Copy each line below that has "tree".

(Beginning of Data in this exercise)

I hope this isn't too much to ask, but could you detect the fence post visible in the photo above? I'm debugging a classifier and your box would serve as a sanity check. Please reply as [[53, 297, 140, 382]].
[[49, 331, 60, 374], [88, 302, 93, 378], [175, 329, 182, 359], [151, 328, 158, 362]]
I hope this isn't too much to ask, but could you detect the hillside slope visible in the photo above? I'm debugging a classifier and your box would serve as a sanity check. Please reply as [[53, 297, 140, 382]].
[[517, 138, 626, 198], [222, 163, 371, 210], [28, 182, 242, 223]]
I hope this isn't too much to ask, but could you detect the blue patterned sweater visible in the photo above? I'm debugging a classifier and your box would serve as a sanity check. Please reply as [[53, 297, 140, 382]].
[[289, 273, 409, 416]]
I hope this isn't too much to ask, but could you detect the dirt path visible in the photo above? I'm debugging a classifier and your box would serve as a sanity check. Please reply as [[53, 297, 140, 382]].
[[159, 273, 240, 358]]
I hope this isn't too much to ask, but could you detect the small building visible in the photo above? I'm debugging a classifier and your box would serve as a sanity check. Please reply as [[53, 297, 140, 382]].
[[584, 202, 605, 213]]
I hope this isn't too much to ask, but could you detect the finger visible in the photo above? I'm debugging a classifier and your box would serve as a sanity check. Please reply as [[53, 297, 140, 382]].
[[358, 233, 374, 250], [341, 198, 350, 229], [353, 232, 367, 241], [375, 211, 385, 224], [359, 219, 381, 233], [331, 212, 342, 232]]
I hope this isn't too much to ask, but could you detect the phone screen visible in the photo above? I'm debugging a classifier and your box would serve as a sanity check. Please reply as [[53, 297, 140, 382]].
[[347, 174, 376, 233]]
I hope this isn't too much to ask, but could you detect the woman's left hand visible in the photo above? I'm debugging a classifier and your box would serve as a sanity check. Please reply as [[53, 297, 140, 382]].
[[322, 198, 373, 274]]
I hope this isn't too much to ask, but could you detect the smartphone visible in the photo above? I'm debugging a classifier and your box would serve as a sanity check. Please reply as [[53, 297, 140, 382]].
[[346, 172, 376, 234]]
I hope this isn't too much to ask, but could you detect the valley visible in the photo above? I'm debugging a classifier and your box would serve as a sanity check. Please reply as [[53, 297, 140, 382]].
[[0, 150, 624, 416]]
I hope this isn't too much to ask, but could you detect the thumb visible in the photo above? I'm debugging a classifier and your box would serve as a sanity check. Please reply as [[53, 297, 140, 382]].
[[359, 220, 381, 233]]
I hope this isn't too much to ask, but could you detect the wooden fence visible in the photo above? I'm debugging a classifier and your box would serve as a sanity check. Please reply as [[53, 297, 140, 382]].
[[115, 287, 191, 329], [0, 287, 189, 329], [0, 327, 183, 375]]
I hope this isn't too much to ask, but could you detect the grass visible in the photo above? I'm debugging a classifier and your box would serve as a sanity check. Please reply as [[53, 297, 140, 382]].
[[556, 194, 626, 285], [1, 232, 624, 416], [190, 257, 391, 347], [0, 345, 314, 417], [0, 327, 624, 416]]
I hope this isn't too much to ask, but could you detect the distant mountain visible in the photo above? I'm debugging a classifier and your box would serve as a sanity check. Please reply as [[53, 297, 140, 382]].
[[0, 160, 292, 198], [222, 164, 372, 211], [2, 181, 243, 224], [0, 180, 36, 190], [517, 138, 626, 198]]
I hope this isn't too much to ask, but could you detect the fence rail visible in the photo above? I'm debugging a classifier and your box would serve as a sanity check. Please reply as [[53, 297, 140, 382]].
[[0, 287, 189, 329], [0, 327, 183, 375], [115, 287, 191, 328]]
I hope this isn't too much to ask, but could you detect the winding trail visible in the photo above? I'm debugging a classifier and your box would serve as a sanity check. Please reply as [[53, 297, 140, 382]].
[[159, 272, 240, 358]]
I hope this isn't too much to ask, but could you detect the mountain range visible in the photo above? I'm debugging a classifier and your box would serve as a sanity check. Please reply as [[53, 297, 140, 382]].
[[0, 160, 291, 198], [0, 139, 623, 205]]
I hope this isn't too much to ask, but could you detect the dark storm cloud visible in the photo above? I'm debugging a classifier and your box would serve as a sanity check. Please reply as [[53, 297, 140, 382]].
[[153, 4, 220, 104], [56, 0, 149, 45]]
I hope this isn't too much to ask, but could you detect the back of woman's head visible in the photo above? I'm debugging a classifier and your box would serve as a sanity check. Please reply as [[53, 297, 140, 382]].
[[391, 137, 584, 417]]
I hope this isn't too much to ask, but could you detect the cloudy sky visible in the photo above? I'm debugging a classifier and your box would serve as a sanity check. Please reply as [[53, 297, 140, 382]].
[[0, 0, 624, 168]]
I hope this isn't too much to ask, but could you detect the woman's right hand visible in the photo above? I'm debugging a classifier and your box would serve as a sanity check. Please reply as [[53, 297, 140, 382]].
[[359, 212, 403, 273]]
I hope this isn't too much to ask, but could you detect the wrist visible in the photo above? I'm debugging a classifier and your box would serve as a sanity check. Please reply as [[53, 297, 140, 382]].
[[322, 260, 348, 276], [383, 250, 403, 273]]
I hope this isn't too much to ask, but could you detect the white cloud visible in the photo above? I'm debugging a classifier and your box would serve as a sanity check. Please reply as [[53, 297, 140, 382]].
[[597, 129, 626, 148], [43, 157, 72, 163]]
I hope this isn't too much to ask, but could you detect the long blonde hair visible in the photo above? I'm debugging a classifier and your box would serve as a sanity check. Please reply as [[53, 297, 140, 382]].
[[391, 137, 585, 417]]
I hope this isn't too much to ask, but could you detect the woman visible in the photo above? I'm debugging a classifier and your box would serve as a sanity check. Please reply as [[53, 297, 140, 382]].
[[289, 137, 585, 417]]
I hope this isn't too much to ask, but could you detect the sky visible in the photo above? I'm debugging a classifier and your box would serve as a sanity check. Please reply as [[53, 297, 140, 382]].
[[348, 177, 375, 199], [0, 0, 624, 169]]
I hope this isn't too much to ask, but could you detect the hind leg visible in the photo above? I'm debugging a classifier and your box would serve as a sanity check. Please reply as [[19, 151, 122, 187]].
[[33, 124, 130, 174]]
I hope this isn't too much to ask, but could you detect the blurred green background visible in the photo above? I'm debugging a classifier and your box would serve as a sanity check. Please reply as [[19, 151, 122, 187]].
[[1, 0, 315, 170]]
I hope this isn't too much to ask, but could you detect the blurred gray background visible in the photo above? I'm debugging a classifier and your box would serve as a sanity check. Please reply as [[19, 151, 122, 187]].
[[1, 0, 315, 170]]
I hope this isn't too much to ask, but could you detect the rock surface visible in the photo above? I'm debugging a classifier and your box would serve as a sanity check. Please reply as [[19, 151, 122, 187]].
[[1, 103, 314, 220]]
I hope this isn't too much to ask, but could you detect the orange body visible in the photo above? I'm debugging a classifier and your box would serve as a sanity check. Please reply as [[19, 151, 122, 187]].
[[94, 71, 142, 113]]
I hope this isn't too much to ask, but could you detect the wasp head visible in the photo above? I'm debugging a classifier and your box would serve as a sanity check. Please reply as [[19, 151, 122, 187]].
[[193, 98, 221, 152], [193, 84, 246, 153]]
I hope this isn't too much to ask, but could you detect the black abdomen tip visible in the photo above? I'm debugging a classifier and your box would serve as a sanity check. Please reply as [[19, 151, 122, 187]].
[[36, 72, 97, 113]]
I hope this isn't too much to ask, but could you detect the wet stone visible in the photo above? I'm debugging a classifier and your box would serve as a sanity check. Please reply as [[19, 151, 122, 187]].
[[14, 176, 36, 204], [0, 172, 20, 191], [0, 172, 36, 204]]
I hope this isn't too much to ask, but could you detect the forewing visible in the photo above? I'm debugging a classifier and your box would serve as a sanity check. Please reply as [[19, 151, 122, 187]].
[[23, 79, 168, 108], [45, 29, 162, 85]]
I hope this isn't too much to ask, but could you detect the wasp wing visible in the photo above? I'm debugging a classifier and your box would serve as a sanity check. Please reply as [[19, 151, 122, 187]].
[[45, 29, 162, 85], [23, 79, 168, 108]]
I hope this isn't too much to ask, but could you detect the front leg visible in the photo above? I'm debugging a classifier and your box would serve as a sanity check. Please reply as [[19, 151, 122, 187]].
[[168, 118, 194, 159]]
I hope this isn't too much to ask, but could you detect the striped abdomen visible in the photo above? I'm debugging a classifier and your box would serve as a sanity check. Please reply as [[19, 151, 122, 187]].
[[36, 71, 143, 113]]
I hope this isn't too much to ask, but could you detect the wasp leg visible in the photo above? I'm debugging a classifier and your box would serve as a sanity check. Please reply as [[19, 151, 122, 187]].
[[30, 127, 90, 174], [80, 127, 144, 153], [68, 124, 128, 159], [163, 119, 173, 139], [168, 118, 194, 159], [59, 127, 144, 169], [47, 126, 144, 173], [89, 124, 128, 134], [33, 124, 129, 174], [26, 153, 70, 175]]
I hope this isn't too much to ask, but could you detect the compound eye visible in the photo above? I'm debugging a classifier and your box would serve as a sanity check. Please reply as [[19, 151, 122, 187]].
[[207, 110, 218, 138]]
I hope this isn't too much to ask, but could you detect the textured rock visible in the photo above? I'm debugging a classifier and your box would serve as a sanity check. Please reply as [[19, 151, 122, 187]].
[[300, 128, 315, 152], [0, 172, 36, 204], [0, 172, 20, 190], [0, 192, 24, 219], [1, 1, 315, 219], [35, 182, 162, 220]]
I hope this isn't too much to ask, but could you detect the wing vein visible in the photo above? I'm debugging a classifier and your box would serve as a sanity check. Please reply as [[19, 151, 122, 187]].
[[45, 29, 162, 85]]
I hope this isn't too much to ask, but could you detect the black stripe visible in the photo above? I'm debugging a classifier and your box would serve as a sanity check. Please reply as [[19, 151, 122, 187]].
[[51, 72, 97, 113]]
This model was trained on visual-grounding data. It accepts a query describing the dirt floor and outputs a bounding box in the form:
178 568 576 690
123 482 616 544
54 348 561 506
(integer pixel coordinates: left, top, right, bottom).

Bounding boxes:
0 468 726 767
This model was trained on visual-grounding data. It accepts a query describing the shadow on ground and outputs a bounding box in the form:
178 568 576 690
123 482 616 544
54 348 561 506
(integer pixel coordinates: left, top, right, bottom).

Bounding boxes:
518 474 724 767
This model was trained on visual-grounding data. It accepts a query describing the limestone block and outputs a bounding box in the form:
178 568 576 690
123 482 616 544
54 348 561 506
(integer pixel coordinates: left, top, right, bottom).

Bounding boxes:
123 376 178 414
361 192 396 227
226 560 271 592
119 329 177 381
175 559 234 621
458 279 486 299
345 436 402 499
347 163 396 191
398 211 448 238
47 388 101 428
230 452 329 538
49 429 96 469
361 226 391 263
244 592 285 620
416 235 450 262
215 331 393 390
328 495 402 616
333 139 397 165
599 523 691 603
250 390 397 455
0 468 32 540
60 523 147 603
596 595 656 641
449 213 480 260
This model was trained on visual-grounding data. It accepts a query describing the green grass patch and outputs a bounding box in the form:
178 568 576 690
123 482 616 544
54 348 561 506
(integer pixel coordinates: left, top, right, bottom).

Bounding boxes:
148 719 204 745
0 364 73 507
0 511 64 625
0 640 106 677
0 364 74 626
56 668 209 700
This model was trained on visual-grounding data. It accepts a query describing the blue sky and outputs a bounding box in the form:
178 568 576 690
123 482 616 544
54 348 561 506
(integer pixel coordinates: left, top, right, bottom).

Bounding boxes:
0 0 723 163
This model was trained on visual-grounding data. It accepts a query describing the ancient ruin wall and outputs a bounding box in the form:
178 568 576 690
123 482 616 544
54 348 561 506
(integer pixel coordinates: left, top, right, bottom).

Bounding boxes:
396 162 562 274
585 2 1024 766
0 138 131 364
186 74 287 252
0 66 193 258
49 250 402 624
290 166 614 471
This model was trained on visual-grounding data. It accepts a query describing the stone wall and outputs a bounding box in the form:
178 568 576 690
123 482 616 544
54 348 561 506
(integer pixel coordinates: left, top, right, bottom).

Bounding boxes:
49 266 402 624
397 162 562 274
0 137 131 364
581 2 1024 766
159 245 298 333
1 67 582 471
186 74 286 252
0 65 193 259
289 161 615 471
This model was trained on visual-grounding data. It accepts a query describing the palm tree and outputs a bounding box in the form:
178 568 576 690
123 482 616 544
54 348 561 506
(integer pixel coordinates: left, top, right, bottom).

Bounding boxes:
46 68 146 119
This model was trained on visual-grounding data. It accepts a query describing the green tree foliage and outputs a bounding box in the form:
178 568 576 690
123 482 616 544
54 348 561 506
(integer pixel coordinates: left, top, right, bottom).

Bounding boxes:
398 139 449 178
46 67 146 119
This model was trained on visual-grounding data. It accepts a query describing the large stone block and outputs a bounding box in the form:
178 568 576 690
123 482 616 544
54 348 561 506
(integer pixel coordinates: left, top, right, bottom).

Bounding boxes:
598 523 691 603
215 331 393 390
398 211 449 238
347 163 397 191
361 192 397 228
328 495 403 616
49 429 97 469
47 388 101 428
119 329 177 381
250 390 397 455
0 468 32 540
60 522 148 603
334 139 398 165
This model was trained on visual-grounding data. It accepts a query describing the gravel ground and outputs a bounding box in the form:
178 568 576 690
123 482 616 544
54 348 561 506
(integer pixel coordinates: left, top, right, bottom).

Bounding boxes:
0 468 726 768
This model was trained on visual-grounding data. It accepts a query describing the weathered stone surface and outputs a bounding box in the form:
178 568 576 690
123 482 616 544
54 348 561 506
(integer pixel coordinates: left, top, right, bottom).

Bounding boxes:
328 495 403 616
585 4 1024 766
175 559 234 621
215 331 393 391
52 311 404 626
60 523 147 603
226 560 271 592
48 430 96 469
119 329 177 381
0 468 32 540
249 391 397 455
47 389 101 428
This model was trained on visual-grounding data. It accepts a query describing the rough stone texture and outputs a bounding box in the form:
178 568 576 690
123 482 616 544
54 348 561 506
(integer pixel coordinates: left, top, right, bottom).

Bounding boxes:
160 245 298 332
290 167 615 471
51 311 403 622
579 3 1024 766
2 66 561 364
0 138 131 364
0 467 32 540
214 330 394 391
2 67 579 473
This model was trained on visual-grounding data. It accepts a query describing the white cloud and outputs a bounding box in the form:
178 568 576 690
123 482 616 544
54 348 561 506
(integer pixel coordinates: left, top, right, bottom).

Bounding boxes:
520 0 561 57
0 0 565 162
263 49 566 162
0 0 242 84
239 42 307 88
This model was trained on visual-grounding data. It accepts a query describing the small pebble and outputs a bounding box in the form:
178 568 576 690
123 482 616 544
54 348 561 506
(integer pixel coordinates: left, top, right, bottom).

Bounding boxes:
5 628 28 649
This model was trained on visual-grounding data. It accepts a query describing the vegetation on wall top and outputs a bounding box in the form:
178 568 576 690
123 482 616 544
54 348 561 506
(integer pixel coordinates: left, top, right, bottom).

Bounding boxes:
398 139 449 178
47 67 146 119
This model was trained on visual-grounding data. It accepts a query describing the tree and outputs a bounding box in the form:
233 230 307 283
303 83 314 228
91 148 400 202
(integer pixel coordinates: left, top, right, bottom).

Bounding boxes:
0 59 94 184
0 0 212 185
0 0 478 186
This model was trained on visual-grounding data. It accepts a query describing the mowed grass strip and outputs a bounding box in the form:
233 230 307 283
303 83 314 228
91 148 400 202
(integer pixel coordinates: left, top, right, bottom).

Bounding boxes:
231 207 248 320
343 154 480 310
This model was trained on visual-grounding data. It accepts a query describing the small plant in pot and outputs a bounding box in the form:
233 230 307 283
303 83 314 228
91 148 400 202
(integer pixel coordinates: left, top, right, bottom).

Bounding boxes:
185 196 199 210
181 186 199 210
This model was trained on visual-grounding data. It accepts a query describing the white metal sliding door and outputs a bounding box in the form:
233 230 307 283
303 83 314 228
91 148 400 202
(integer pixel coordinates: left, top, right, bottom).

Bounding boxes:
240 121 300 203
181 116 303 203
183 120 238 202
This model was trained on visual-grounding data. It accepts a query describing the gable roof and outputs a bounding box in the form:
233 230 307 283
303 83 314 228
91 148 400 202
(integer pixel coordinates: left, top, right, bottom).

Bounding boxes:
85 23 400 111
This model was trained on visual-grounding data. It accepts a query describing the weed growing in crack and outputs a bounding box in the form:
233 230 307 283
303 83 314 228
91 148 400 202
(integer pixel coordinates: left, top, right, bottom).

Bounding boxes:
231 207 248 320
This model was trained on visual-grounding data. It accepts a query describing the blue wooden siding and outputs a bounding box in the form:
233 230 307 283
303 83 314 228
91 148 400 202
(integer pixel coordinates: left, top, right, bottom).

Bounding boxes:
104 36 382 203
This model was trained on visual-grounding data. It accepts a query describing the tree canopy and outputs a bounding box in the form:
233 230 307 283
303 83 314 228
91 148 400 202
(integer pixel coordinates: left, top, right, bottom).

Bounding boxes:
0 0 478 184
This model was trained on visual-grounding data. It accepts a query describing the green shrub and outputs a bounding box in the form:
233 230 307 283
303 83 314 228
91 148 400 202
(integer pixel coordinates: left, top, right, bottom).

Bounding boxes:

(End of Data in this exercise)

Answer box:
This model was trained on visual-grounding data. It accepts a query describing the palm tree and outputs a bounding box in the form:
This model was trained on visual-grounding data. It accepts a query describing the green tree foliage and outputs a bounding box in the form:
This model was trained on visual-grounding data. It accepts a query describing the tree and outputs a bounding box in the form:
This model was trained on visual-grounding data. It accepts a query describing the tree canopy and outputs a bounding box in the form:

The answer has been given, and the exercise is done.